> Problem statement: Return every line in the items below that contains the string "vent". Case counts.

> Extracted data:
"""

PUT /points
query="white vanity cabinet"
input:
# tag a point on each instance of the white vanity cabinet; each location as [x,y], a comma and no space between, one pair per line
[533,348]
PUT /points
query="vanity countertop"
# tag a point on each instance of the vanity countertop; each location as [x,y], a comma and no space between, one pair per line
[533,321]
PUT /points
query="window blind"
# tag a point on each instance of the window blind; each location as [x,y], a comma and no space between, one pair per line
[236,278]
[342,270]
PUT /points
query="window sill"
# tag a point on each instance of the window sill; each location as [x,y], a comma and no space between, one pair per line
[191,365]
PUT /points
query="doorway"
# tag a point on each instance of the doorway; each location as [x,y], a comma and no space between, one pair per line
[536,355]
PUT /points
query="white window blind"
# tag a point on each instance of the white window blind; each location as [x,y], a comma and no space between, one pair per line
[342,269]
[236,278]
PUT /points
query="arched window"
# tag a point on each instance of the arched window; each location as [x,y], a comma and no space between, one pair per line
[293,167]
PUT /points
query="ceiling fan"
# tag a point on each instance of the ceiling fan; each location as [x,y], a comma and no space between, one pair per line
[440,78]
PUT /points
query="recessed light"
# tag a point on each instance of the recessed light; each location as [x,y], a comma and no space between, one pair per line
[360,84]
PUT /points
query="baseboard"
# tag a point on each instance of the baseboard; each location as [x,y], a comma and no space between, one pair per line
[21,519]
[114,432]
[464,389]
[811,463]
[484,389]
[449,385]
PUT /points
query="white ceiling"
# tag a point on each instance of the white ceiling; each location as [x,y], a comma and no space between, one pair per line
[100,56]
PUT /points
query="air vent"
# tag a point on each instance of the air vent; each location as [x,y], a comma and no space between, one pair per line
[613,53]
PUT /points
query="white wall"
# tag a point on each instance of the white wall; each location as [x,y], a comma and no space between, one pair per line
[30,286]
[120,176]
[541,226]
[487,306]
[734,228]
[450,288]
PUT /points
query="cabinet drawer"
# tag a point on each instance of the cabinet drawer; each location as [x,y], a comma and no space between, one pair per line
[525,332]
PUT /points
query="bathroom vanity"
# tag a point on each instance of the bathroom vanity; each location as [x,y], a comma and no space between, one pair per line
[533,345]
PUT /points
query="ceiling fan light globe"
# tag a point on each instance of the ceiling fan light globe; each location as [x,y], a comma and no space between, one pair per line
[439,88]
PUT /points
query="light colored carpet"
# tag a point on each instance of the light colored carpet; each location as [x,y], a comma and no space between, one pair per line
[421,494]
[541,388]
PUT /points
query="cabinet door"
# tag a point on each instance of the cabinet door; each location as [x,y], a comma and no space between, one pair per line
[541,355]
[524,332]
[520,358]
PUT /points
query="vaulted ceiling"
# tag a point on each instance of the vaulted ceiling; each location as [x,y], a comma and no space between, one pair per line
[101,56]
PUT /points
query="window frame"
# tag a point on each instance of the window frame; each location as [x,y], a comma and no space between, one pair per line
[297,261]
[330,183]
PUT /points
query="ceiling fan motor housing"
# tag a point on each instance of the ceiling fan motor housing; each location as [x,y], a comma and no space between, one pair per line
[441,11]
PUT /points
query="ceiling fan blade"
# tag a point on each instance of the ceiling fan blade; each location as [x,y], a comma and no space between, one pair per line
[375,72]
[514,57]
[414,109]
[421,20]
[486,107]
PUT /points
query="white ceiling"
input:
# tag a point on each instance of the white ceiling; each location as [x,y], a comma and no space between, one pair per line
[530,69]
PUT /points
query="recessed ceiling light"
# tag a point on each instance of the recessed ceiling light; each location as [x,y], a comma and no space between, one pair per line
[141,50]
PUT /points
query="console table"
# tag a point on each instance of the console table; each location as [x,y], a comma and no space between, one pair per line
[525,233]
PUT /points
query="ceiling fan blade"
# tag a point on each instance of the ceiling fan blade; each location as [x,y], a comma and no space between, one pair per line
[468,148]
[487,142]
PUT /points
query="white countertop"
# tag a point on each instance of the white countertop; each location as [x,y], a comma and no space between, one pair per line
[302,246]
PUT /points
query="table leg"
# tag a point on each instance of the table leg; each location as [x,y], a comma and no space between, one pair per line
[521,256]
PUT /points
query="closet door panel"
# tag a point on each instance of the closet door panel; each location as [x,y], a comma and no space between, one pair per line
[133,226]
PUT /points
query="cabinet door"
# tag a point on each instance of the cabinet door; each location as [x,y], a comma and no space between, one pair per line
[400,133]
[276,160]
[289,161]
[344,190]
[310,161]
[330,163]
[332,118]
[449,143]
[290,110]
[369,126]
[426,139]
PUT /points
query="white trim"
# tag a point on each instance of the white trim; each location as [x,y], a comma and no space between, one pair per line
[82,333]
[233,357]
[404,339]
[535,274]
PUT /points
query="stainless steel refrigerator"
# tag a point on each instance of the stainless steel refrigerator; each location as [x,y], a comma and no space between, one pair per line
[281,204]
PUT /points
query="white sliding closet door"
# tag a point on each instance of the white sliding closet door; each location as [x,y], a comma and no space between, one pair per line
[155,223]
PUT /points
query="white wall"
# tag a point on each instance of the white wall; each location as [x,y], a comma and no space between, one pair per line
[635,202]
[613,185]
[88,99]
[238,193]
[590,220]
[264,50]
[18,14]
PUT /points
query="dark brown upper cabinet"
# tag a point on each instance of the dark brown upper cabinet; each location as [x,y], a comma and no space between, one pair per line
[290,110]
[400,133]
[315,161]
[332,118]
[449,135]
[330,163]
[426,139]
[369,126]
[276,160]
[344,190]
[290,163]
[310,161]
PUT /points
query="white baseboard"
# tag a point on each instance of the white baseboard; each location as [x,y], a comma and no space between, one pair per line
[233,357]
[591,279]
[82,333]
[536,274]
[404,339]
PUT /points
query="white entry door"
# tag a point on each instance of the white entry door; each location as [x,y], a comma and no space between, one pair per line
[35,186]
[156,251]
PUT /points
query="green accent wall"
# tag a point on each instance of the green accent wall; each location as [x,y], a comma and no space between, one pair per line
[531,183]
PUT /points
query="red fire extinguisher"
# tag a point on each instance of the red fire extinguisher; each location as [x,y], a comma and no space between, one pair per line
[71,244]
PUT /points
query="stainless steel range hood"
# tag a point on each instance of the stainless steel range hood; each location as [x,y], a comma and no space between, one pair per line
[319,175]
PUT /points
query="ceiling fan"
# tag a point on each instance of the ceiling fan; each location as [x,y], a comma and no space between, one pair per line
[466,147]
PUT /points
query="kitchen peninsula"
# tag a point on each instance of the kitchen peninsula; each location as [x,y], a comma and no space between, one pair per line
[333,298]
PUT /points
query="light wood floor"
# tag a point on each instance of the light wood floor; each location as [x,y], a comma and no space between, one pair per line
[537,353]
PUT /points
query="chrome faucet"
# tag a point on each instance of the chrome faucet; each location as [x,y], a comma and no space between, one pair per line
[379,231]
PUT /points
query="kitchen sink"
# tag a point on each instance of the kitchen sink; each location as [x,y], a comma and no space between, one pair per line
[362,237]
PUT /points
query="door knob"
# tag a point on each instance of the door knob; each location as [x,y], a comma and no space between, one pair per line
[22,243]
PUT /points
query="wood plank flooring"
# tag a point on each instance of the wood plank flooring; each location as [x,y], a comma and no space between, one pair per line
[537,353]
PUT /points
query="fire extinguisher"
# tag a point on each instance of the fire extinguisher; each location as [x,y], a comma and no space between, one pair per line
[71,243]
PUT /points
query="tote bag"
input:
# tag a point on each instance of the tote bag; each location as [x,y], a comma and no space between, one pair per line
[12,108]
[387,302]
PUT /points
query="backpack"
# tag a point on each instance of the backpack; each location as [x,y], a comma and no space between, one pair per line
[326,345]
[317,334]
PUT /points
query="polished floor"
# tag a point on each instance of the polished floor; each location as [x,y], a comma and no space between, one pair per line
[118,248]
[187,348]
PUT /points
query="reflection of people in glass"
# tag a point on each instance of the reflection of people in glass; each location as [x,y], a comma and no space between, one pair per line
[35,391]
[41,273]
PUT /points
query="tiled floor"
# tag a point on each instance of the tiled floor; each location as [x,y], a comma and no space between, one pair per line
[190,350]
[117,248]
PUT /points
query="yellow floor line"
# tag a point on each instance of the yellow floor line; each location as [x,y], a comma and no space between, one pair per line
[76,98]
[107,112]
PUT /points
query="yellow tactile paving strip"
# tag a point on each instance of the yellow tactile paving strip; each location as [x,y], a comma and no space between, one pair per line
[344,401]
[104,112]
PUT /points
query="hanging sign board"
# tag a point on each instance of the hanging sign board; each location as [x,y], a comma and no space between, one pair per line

"""

> Worked answer:
query="air vent"
# tag a point on each instance of the air vent; each location as [x,y], a comma and no space between, one pair per line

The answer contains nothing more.